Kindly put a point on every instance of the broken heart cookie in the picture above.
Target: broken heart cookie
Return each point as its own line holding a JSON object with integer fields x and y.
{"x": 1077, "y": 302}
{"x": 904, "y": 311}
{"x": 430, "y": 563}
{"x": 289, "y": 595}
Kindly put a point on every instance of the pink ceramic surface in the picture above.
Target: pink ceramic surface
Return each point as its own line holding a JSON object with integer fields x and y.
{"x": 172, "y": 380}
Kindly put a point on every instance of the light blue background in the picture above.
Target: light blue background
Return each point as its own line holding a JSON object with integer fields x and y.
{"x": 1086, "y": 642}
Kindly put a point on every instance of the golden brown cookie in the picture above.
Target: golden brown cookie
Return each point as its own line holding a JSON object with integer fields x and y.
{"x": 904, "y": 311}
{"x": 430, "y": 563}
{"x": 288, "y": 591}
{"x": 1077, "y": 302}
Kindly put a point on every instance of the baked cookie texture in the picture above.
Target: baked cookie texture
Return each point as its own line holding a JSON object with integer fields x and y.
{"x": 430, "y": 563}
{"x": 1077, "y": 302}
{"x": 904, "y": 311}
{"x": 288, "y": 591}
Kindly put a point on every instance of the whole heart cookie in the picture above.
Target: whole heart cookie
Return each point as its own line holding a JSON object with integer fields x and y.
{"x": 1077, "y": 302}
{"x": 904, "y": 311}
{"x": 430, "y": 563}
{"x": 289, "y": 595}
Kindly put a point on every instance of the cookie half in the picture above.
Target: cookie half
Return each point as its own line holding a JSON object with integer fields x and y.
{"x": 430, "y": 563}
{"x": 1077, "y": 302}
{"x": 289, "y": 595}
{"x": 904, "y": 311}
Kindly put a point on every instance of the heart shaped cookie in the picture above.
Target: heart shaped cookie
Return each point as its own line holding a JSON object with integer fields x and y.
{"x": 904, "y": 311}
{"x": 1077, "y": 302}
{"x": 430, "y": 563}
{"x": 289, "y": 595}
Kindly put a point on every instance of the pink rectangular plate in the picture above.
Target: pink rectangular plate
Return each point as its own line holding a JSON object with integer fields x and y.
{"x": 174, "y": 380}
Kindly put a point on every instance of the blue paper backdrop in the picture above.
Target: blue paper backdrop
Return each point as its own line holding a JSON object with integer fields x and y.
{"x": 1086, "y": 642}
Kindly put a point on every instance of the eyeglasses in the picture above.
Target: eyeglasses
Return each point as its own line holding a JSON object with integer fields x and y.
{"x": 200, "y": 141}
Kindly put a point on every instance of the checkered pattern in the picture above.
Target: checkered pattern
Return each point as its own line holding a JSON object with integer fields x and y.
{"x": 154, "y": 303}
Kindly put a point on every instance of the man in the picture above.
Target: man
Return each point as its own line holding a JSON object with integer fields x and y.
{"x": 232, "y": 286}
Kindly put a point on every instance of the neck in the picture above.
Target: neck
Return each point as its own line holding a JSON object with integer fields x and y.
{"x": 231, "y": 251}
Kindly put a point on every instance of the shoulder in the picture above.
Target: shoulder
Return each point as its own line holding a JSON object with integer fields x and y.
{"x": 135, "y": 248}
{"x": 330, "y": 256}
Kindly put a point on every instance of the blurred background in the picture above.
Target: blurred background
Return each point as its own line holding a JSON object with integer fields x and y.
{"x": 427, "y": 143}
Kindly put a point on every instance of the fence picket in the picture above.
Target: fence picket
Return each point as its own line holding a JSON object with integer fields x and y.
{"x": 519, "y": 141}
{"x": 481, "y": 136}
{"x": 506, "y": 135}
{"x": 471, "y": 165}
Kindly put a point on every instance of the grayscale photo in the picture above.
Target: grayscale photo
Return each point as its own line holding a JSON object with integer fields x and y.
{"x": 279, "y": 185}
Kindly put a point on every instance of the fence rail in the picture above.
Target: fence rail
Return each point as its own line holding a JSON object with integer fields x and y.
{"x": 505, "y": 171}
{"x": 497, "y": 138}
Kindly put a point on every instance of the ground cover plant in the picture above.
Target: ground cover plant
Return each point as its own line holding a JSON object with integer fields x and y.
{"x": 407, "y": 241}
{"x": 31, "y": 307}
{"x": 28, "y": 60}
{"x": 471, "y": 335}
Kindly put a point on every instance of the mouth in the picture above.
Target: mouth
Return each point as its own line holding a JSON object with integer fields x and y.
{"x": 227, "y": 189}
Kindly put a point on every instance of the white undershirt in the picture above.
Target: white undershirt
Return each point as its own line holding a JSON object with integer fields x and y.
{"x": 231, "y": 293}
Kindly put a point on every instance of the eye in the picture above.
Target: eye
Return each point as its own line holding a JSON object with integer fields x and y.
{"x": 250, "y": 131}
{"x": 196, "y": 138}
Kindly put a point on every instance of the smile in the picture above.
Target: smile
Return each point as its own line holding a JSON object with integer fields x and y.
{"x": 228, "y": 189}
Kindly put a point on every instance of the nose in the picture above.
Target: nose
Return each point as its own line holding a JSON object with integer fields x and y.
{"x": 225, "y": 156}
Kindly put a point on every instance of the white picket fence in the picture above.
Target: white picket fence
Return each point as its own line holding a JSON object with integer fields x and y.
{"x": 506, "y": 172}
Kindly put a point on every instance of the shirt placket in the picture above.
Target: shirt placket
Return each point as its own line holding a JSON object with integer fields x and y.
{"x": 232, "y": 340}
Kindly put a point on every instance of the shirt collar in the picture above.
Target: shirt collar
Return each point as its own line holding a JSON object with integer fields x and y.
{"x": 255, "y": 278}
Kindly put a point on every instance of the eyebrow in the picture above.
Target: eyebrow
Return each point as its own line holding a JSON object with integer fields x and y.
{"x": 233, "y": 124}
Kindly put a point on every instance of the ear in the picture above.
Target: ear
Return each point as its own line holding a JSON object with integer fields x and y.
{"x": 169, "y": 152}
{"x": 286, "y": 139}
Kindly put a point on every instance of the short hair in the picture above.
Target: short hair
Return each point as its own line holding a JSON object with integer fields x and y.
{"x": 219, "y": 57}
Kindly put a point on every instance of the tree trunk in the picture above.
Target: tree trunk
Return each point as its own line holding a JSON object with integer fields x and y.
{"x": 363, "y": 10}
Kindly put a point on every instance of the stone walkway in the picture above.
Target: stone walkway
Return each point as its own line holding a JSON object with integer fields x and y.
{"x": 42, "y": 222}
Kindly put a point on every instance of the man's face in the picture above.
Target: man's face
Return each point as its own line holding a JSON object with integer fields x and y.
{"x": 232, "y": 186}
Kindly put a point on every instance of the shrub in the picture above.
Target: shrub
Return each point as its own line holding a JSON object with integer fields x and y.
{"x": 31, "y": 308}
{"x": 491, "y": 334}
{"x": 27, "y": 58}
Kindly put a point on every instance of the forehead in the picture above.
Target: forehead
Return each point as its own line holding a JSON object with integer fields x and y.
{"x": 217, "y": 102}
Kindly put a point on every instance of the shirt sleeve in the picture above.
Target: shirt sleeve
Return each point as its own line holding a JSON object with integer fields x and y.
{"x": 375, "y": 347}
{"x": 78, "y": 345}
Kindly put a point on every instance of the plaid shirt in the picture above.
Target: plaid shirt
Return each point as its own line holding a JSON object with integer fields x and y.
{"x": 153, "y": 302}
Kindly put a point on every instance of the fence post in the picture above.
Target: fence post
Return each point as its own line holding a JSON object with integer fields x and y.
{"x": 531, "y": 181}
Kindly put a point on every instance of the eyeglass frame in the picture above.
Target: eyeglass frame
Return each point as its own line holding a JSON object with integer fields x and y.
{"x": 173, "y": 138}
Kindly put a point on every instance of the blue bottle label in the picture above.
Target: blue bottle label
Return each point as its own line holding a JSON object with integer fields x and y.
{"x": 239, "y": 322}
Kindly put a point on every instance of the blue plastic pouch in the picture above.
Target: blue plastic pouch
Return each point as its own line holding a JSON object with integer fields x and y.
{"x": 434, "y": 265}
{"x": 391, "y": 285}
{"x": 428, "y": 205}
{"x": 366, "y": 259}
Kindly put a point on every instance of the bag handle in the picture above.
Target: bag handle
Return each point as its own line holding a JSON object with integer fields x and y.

== Task goal ==
Output exactly the lines between the one containing "Kindly put a point on every instance of the blue plastic" and the final line above, both inclusive.

== Complete answer ==
Kindly put a point on every instance of the blue plastic pouch in the picture above.
Target: blue plastic pouch
Return each point as its own line holding a JSON object with integer fields x and y.
{"x": 434, "y": 265}
{"x": 391, "y": 285}
{"x": 428, "y": 205}
{"x": 366, "y": 259}
Kindly put a point on every instance of the bag handle in the picture above.
Target: bag handle
Return each point as its own line holding a JSON object with integer fields x and y.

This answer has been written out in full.